▶ [TEXTE À LIRE]
Tournay la carte !
Après un voyage d’un an en Australie version camper van avec sa copine, mon frère est finalement revenu au pays de la brioche pralinée et des jeux de société.
Un an sans Seasons, sans Gosu, sans Race for the Galax… le vrai désert.
On a donc rattrapé un peu le temps ludique perdu avec nos vieux classiques et je lui ai montré quelques nouveautés. Au milieu de tout ça j’ai sorti ma boite toute neuve de Tournay. Énorme coup de cœur en trois actes.
Acte I – La première partie.
À l’ouverture de la boîte on est propulsés dans une ambiance médiévale par les illustrations d’Alexandre Roche. Le thème est, comme souvent chez Pearl games, centré autour d’une ville Belge. Ici, la ville de Tournay a connu un coup d’arrêt dans son développement au IX siècle et vous intervenez au moment de remettre la ville sur pied. Chaque joueur va tenter de faire mieux que les autres, évidemment mais avec quelques petites originalités bien senties. Une partie se joue de 2 à 4 joueurs pour une durée d’environ 15 minutes par joueur une fois que vous êtes bien rôdés. Au début ce sera plutôt 20~30 minutes par joueur mais le plaisir de la découverte aidant ça passera très bien.
Tout tourne autour de la place du quartier dont on a la charge. Sur cette place on retrouve nos citoyens qui symbolisent nos actions. En plus de ça des piles de cartes sont rangées par couleur et par niveau : rouges, jaunes et blancs pour des niveaux allant de I à III. Les meeples sont aussi de ces trois couleurs.
– Les meeples rouges représentent les militaires. Ils permettent d’agir sur les cartes de la même couleur. Avec elles on peut interagir directement sur les évènements (voir plus loin) et donc mettre des bâtons dans les roues des adversaires. Malgré tout, ça reste des cartes très subtiles à utiliser, et pas uniquement de la force brute.

Lignes de données:

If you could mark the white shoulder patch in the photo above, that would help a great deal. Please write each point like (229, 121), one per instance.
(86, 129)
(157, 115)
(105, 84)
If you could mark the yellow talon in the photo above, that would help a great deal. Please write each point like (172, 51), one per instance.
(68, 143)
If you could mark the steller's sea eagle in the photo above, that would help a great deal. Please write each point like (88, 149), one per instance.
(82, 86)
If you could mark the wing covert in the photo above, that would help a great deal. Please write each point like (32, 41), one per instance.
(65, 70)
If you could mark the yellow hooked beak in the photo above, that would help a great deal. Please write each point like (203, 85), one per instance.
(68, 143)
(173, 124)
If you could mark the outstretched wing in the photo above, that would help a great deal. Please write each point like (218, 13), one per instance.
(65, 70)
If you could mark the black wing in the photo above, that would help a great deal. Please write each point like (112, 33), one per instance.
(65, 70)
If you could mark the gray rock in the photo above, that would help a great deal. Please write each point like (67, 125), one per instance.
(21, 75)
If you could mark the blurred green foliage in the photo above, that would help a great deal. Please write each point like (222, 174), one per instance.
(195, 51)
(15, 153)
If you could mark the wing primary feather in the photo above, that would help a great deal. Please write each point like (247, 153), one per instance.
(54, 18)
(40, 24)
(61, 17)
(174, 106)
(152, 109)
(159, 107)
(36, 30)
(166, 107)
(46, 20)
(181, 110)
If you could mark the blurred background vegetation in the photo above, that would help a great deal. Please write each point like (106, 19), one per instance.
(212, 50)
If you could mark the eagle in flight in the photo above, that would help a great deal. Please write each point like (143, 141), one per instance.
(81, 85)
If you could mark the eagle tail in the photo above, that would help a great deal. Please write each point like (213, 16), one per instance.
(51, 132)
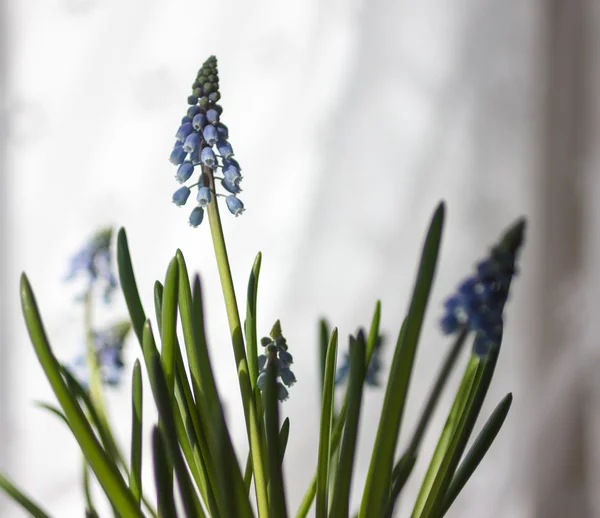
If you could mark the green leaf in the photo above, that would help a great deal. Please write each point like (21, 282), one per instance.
(455, 435)
(158, 383)
(324, 455)
(378, 483)
(250, 323)
(475, 455)
(277, 507)
(169, 324)
(19, 497)
(162, 470)
(324, 335)
(338, 426)
(135, 475)
(284, 435)
(129, 286)
(52, 409)
(104, 467)
(404, 466)
(341, 492)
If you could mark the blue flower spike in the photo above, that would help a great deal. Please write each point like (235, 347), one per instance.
(196, 217)
(108, 346)
(203, 140)
(94, 262)
(276, 352)
(479, 302)
(234, 204)
(181, 195)
(204, 196)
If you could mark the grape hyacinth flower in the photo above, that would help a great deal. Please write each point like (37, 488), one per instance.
(108, 347)
(479, 302)
(276, 351)
(94, 262)
(202, 140)
(373, 369)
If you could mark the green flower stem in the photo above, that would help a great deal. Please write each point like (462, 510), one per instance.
(239, 350)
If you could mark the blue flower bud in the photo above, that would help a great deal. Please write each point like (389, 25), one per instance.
(223, 130)
(262, 361)
(199, 121)
(231, 161)
(235, 206)
(184, 171)
(212, 116)
(195, 156)
(181, 195)
(282, 393)
(183, 131)
(287, 376)
(210, 134)
(193, 111)
(262, 379)
(196, 216)
(285, 358)
(230, 187)
(177, 155)
(208, 157)
(191, 142)
(204, 196)
(232, 175)
(224, 148)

▶ [CONSIGNE] Dans le texte sur Tournay, recopiez s'il vous plaît tout le passage allant de « Après un voyage » jusqu'à « le vrai désert. », en changeant « camper van » en « fourgon aménagé ».

▶ [RÉPONSE]
Après un voyage d’un an en Australie version fourgon aménagé avec sa copine, mon frère est finalement revenu au pays de la brioche pralinée et des jeux de société.
Un an sans Seasons, sans Gosu, sans Race for the Galax… le vrai désert.